• Task prompt
Only the lines from the line containing "Thank you for the photo above. Could you indicate the sky" through the final line of the entries should be printed, exactly as given, with the pictures left out.

>> Begin Data for processing

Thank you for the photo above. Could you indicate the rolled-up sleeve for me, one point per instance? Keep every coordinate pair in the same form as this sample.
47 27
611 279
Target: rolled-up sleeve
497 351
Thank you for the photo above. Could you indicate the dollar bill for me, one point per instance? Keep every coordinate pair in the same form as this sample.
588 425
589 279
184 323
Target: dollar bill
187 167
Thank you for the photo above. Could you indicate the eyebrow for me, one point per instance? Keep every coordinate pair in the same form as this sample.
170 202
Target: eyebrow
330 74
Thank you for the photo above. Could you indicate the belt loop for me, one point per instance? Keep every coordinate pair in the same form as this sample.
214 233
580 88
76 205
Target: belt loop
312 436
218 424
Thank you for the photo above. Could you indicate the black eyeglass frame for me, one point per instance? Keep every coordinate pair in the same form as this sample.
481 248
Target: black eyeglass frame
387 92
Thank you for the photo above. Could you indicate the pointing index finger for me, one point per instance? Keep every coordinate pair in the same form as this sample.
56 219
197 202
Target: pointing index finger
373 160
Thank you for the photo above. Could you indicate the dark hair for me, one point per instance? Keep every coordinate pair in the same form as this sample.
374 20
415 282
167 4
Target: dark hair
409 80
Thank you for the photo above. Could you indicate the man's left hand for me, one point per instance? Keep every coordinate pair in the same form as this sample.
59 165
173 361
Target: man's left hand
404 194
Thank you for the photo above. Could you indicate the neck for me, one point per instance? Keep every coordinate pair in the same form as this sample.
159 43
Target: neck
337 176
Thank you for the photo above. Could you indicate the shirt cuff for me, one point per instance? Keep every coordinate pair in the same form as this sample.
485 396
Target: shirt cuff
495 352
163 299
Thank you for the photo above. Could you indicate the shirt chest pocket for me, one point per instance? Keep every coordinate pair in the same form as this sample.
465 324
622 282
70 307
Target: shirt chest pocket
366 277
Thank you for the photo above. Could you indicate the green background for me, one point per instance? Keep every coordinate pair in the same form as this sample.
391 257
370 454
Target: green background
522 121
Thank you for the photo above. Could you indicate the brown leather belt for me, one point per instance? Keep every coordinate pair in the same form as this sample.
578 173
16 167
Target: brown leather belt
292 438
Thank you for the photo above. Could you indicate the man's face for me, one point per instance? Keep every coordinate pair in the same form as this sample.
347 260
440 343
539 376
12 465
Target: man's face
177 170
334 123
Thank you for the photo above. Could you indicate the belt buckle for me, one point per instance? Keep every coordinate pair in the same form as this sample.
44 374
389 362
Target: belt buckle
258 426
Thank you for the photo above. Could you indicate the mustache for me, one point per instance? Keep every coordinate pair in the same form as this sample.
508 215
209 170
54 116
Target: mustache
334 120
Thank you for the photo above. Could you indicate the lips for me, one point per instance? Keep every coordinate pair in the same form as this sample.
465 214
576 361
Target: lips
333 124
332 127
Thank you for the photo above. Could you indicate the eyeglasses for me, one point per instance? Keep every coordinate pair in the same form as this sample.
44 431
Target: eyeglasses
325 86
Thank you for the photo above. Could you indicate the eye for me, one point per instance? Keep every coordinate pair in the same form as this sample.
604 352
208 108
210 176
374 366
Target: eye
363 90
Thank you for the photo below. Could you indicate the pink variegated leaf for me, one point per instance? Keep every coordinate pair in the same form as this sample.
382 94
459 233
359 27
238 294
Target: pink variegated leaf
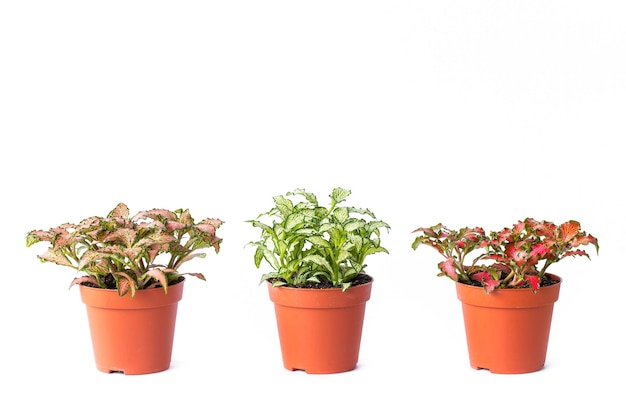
584 240
534 281
195 274
155 214
83 279
569 230
57 258
174 225
121 210
123 236
577 252
185 218
159 276
540 249
125 284
447 268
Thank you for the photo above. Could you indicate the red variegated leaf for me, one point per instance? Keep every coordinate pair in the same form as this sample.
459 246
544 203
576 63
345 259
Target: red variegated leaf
159 276
569 230
534 281
195 274
83 279
57 258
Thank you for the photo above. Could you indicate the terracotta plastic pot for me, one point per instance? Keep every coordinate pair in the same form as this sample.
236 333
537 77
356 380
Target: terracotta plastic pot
507 330
320 329
132 335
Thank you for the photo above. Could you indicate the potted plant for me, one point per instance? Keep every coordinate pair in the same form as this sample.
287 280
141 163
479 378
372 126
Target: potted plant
131 284
507 295
317 279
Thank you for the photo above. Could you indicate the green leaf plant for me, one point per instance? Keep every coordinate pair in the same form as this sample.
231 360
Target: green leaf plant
129 253
308 245
514 257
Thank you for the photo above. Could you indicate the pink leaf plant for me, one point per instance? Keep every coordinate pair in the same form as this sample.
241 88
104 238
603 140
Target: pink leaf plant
129 253
514 257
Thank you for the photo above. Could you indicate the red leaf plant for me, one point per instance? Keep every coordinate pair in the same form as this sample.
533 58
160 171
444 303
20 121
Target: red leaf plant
129 253
515 257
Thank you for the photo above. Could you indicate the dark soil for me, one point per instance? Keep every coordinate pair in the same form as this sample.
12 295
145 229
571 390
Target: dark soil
359 280
109 283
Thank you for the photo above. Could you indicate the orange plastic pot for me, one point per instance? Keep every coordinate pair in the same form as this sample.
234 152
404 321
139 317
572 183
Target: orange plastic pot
132 335
320 329
507 330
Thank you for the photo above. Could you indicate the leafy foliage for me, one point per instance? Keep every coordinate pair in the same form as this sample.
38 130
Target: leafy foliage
304 242
514 257
129 253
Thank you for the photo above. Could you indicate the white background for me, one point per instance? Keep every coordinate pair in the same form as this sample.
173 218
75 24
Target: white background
468 113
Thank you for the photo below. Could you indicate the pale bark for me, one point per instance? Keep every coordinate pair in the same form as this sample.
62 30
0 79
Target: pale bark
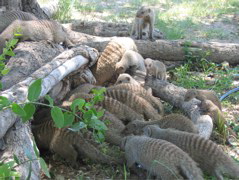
167 50
20 139
175 96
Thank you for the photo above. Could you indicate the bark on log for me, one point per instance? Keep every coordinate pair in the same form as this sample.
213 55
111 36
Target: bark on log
106 29
168 50
30 56
51 74
25 5
175 96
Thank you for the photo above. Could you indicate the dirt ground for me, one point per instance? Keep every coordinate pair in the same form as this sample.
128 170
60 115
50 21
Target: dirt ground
227 28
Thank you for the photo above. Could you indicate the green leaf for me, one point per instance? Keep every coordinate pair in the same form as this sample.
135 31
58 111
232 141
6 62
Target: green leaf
49 99
29 110
10 53
34 90
77 103
5 71
17 109
36 149
30 172
58 117
4 102
77 126
68 119
44 168
16 159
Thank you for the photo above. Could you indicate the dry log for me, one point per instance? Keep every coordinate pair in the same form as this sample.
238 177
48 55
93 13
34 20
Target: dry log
175 96
168 50
51 74
106 29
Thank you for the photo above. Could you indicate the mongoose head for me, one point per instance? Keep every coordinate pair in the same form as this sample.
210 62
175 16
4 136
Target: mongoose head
190 94
124 142
119 68
207 105
143 12
134 127
150 130
148 64
126 78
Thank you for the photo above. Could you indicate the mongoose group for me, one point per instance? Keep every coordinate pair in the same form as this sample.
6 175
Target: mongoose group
167 146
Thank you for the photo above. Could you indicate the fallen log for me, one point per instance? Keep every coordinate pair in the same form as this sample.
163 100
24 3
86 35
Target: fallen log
51 74
175 96
169 50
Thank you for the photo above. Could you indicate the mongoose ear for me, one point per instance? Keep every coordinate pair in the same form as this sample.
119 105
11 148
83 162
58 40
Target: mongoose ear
147 131
127 78
123 143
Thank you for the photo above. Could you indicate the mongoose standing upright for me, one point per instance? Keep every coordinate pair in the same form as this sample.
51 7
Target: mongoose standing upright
155 68
126 78
202 94
132 60
142 92
160 158
176 121
144 18
206 153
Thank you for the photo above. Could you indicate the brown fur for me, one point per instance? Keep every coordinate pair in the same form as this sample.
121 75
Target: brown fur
202 94
160 158
144 18
176 121
205 152
135 102
140 91
120 110
155 68
130 60
104 69
37 30
67 144
126 78
8 17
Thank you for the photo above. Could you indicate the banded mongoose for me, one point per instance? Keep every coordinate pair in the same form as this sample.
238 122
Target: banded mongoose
155 68
8 17
205 152
120 110
37 30
209 108
144 19
176 121
130 60
142 92
126 78
135 102
202 94
104 69
160 158
68 144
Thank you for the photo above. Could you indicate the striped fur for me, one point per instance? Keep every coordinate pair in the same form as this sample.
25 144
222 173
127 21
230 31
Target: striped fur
160 158
67 144
140 91
176 121
8 17
120 110
135 102
37 30
104 69
206 153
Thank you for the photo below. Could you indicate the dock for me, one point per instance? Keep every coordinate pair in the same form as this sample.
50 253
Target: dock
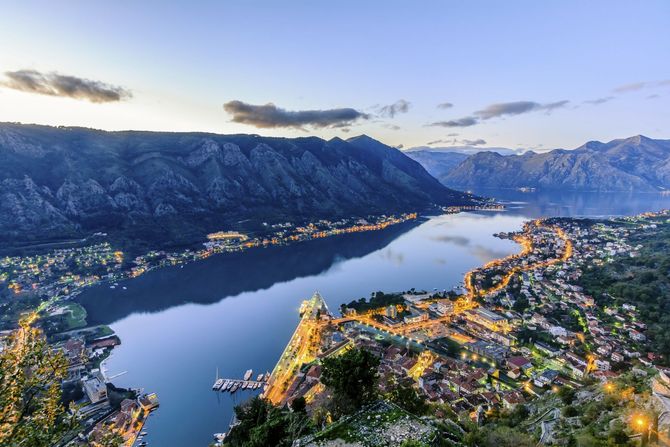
232 385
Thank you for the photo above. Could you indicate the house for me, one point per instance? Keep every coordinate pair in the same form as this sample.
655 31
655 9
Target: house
95 388
512 399
546 378
519 362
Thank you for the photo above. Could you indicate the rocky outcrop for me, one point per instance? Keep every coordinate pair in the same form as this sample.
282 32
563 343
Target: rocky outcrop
73 181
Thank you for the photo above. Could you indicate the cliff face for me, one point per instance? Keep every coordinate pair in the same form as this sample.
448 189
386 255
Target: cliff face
65 182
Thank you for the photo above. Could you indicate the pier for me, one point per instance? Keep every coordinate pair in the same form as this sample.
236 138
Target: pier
246 383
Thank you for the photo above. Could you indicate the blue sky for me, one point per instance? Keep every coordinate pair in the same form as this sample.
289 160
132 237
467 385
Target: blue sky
179 63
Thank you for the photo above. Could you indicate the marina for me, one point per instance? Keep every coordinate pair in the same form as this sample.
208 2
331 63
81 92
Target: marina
233 385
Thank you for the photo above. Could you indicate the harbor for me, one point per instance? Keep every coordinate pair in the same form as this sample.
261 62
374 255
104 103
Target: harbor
245 383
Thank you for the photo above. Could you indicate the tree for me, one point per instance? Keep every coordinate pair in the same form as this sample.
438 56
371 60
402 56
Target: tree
567 395
412 443
262 424
31 412
406 397
352 379
299 405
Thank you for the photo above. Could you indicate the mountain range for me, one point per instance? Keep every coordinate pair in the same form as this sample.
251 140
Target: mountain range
631 164
173 188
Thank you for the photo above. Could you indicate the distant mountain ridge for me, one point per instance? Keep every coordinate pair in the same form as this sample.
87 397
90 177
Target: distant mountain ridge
176 187
631 164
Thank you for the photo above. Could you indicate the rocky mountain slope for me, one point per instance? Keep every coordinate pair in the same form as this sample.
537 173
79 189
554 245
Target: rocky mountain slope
175 187
438 163
631 164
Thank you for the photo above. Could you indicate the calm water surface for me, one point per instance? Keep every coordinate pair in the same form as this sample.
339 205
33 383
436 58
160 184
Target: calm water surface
235 312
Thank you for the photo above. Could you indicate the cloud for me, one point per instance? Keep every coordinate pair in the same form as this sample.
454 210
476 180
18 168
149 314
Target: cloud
598 101
460 122
269 116
55 84
391 110
517 108
635 86
477 142
631 87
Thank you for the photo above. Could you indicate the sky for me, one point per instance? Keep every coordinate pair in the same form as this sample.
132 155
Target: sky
518 74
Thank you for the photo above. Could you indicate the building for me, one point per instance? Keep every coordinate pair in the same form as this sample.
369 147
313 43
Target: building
488 319
416 317
95 388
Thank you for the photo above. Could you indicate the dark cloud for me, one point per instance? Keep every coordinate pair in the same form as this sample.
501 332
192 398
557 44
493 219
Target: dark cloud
550 107
517 108
460 122
391 110
477 142
598 101
54 84
269 115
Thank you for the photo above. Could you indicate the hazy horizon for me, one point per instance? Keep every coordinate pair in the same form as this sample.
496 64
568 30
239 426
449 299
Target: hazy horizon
535 76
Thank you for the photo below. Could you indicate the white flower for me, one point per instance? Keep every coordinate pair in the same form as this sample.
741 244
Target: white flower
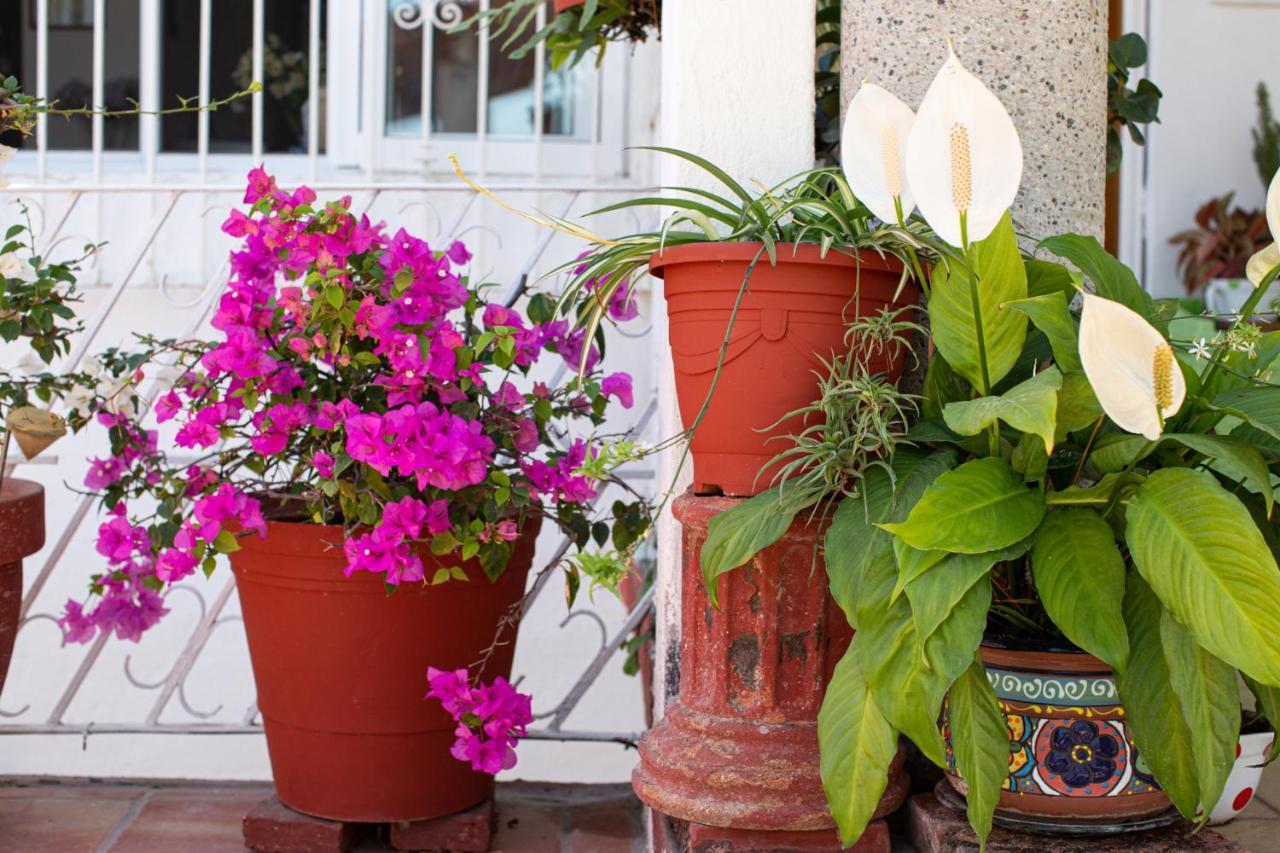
1130 366
873 151
964 159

>> End Data for processing

• Exercise result
Thank you for the photo above. Could you indicate the sky for me, one point per instance? Keep every coordinate pair in the same form as this sample.
132 155
Target: sky
518 74
Thank you for the photo above. Could you indicate the building for me, one point per instance? Keep every coordinate pair in the same form as this sample.
369 147
313 43
Target: building
488 319
416 317
95 388
Thank you for the photo above. Could you indicate the dark cloud for me, one point per instance? Keep every coordinate pair in the same form as this sample.
501 332
192 398
557 44
493 219
Target: dark cloud
550 107
517 108
460 122
391 110
477 142
598 101
54 84
269 115
Thank you for the photo above. Could you indicate the hazy horizon for me, one point per instance? Keep every coordinate pair in the same form as this sample.
496 64
568 30
239 426
449 299
Target: hazy horizon
535 76
Thank you for the photo below. Could you indicate the white flower for me, one point per instance? Keep every coordinate pair in the same form as this sample.
741 244
Target: white flower
1130 366
873 151
964 159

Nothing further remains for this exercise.